DOCUMENT PASSAGE:
· · · · · · ·

Re: Tidying and simplifying a regular expression
by LanX (Saint) on Dec 08, 2017 at 17:08 UTC
|
I'm not aware of a Regex::Tidy , but I have an inspiration how to go
- use re 'debug' to decompile the regex
- parse op codes into tree structure
- apply rewrite rules for simplification
- rebuild standardized regex from tree
in your case you'd need rules to eliminate idempotence
Edit: for point 1 compare Parsing and translating Perl Regexes
| [reply] [d/l] [select] |
Re: Tidying and simplifying a regular expression
by AnomalousMonk (Archbishop) on Dec 08, 2017 at 18:36 UTC
|
One reason (maybe the only reason) that the stringization of a qr// object comes wrapped in its own little non-capturing group is so that the further interpolation of something like
my $rx = qr{ ... }xms;
my $ry = qr{ ... }xms;
my $rz = qr{ ... }xms;
if ($string =~ m{ \A $rx* $ry+ $rz{2,5} \z }xms) {
...
}
can work intuitively — even the $rz{2,5} bit, surprisingly, although you can only push that one so far.
This node notwithstanding, what would one gain in the long run from a "simplified" form for the example given? How often does one build a regex in this way and then try to read it?
Give a man a fish: <%-{-{-{-<
| [reply] [d/l] [select] |
|
> One reason (maybe the only reason) that the stringization of a qr// object comes wrapped in its own little non-capturing group is so that the further interpolation of something like
> ( examples with appended quantifiers )
Not really.
perlre is actually quite explicit about the why
> > > The caret tells Perl that this cluster doesn't inherit the flags of any surrounding pattern, but uses the system defaults (d-imnsx ), modified by any flags specified.
In other words: It's about preserving the flags of the embedded regex and assuming default if none are specified.
Update demonstration
DB<7> $U=qr/U/ # always upper case
DB<8> $i=qr/i${U}i/i # surrounding case insensitive
DB<9> p $i
(?^ui:i(?^u:U)i)

· · · · · · ·

DATASET ENTRIES:
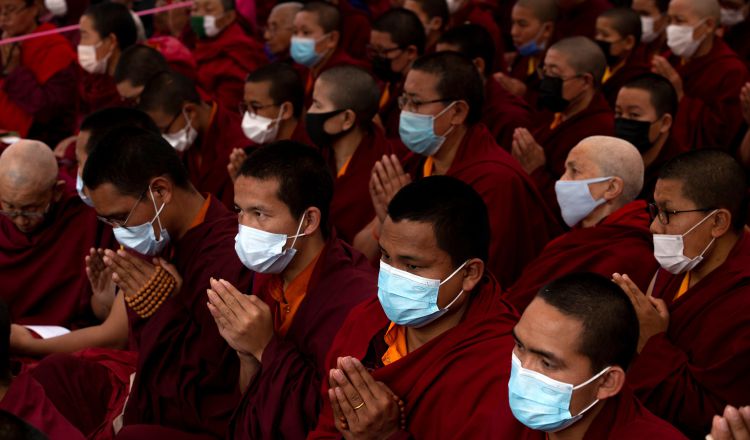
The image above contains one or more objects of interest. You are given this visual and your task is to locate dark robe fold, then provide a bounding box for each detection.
[503,201,659,312]
[628,233,750,438]
[404,124,560,286]
[229,235,377,439]
[308,275,528,439]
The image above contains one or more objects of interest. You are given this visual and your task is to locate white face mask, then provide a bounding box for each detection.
[78,41,111,74]
[667,20,706,58]
[555,176,612,228]
[242,109,281,145]
[654,209,718,275]
[161,109,198,153]
[234,215,306,273]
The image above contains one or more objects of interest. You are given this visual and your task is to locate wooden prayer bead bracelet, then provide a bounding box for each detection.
[125,267,177,318]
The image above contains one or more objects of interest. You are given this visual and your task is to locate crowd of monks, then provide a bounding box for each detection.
[0,0,750,440]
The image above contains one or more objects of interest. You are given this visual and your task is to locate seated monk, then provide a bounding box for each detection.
[26,127,250,438]
[309,177,523,439]
[208,141,376,439]
[78,2,137,115]
[368,8,425,139]
[508,273,686,440]
[0,140,100,327]
[0,0,78,145]
[289,1,368,107]
[652,0,750,149]
[437,24,531,152]
[513,37,614,208]
[305,66,393,243]
[190,0,268,111]
[355,52,559,286]
[504,136,658,311]
[614,150,750,438]
[138,72,249,207]
[595,8,651,108]
[615,73,685,201]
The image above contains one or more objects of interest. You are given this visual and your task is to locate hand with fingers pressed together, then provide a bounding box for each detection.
[612,273,669,353]
[208,278,274,362]
[328,357,406,440]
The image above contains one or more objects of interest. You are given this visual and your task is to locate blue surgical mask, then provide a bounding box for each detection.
[398,102,455,156]
[76,174,94,208]
[112,188,169,256]
[555,176,612,228]
[508,353,610,432]
[378,261,468,328]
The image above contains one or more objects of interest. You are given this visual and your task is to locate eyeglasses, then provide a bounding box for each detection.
[96,188,148,229]
[648,203,716,226]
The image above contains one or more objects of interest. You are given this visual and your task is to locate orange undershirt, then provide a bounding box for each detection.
[268,250,323,336]
[381,322,409,365]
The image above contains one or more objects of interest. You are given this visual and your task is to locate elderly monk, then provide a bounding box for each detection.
[355,52,559,286]
[508,273,685,440]
[505,136,658,311]
[310,177,523,439]
[208,141,376,439]
[652,0,749,150]
[614,150,750,438]
[0,140,98,326]
[513,37,614,211]
[25,127,250,438]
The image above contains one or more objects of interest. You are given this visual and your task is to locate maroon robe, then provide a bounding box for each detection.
[405,124,560,286]
[531,93,615,211]
[323,124,393,243]
[670,38,750,150]
[482,77,531,152]
[0,186,107,327]
[504,201,659,312]
[193,23,268,112]
[628,233,750,438]
[229,234,377,439]
[308,275,528,439]
[187,104,250,209]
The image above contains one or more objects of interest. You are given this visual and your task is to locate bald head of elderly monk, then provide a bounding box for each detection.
[555,136,644,228]
[0,140,65,234]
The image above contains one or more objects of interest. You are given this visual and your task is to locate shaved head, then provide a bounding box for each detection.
[574,136,644,201]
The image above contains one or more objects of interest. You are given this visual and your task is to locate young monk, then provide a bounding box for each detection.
[309,177,520,439]
[208,141,375,438]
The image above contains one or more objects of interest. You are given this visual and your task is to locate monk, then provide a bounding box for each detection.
[309,177,523,439]
[504,136,658,311]
[355,52,559,286]
[28,128,250,438]
[289,1,367,106]
[368,8,425,138]
[208,141,376,439]
[513,37,614,208]
[0,141,98,327]
[508,272,686,440]
[190,0,267,111]
[305,66,393,243]
[596,8,651,109]
[615,73,687,201]
[0,0,78,145]
[652,0,750,149]
[613,150,750,438]
[78,2,137,115]
[227,62,312,180]
[437,24,531,152]
[630,0,669,57]
[138,72,249,207]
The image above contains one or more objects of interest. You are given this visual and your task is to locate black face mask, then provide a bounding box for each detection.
[305,109,354,148]
[537,76,570,113]
[372,57,401,83]
[615,118,653,153]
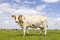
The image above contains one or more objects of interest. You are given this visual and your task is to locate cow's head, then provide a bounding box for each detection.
[12,14,22,23]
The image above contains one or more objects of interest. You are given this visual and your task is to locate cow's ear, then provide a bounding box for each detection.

· · · · · · ·

EXERCISE TASKS:
(1) In the thread on tidying a regular expression, what does the first reply propose using to decompile the regex?
(2) Say whether each statement agrees with the thread on tidying a regular expression, and quote the words that decide it.
(a) The first reply's author knows of an existing Regex::Tidy.
(b) The first reply was posted on Dec 08, 2017 at 17:08 UTC.
(c) The last reply says the wrapping is about preserving the flags of the embedded regex.
The listing has nothing to do with the thread on tidying a regular expression.

EXPECTED ANSWERS:
(1) use re 'debug'

(2)
(a) No: "I'm not aware of a Regex::Tidy"
(b) Yes: "on Dec 08, 2017 at 17:08 UTC"
(c) Yes: "It's about preserving the flags of the embedded regex"